Please state how many lines in the entries below contain the word "outside". Give only the number.

____________

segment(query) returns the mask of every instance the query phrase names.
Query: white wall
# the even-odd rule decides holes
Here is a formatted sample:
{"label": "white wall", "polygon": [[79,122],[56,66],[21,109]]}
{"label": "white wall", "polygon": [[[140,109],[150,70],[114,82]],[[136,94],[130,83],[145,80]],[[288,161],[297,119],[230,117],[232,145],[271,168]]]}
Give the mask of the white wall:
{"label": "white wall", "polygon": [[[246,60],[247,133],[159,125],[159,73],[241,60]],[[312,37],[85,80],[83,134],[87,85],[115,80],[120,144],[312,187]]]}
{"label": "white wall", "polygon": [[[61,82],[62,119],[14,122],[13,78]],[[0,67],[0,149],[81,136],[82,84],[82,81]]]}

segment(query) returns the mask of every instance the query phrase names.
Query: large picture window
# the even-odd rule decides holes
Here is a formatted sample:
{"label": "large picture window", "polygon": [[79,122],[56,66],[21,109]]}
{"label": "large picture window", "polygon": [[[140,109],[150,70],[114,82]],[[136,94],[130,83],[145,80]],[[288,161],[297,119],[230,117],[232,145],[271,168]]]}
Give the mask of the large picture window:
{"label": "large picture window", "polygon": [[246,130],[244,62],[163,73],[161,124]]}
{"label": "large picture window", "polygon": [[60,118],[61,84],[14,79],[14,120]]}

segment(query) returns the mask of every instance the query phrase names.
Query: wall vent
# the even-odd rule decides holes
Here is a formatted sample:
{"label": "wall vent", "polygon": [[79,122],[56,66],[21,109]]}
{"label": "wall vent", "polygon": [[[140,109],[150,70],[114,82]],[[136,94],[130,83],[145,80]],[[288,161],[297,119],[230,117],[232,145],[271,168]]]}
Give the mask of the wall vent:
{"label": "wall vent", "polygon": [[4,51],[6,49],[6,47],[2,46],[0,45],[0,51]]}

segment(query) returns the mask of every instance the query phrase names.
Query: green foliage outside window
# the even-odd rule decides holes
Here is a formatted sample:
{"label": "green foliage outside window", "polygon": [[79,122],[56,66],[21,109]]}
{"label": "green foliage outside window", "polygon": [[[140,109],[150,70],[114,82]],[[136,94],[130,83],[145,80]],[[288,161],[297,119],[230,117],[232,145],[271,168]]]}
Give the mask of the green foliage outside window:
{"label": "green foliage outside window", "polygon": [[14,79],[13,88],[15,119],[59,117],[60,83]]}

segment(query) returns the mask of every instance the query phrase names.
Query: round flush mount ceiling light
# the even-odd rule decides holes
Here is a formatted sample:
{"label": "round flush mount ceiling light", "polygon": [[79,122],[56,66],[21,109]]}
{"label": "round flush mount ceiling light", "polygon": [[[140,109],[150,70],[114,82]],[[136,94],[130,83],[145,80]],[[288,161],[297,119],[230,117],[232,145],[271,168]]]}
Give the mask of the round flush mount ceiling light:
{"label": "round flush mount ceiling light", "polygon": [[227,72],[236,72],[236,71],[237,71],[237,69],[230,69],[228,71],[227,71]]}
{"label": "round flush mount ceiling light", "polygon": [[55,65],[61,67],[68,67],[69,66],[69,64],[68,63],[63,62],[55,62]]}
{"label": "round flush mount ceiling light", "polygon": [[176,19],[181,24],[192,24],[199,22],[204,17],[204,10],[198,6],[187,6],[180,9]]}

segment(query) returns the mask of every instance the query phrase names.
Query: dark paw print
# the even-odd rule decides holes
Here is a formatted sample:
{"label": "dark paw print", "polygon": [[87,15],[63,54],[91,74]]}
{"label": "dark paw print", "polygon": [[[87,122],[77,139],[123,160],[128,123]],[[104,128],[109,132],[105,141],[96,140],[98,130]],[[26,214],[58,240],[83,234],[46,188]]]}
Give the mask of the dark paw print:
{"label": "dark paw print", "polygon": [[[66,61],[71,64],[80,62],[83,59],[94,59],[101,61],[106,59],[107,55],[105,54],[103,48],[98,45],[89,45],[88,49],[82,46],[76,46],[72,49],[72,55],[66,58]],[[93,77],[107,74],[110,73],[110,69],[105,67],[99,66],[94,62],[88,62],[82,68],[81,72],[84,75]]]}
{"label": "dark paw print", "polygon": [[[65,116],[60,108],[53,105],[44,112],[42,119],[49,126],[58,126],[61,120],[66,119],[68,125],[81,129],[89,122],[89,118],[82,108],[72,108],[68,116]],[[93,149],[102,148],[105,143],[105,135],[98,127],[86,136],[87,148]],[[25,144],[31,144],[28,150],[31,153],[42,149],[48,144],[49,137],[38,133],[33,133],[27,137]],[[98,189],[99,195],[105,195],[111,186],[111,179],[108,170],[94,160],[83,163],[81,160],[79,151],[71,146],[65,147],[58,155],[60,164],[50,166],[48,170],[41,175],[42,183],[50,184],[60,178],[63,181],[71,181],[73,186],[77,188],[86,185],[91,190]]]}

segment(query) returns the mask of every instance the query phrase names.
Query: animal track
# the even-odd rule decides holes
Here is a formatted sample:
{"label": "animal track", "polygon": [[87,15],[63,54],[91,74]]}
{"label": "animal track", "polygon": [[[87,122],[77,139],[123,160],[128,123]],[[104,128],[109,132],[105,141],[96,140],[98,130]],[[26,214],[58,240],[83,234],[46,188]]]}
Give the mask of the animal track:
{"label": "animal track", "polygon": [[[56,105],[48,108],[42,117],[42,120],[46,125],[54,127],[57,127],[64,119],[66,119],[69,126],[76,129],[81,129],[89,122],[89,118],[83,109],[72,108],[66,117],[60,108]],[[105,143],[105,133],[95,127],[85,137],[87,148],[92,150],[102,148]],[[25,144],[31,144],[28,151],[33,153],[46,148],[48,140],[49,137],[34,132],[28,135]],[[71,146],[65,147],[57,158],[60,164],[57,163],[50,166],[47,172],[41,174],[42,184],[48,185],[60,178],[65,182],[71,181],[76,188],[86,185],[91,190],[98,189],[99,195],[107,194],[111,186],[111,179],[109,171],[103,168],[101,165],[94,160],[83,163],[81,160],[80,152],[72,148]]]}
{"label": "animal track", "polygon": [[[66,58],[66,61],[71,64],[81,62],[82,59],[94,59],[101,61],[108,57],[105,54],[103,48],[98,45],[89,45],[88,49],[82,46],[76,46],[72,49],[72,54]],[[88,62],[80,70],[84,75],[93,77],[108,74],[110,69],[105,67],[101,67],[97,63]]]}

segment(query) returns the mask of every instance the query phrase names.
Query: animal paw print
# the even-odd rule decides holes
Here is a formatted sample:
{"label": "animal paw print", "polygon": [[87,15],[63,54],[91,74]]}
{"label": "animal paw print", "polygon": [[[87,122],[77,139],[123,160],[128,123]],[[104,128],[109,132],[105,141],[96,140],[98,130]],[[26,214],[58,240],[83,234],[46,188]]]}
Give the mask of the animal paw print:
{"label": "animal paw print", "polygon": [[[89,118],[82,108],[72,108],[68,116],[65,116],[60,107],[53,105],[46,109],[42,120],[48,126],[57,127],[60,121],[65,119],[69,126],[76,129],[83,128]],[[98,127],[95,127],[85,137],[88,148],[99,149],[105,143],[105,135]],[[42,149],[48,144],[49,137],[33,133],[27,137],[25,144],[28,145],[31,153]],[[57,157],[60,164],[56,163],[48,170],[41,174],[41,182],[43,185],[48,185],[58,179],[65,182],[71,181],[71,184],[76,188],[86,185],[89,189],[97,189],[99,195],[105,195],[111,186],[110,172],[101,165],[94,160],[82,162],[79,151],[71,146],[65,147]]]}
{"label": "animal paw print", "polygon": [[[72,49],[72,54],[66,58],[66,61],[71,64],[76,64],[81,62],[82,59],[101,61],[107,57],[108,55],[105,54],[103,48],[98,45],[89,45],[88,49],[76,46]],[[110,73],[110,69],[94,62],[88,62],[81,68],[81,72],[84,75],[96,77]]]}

____________

RESPONSE TO THE TASK - 5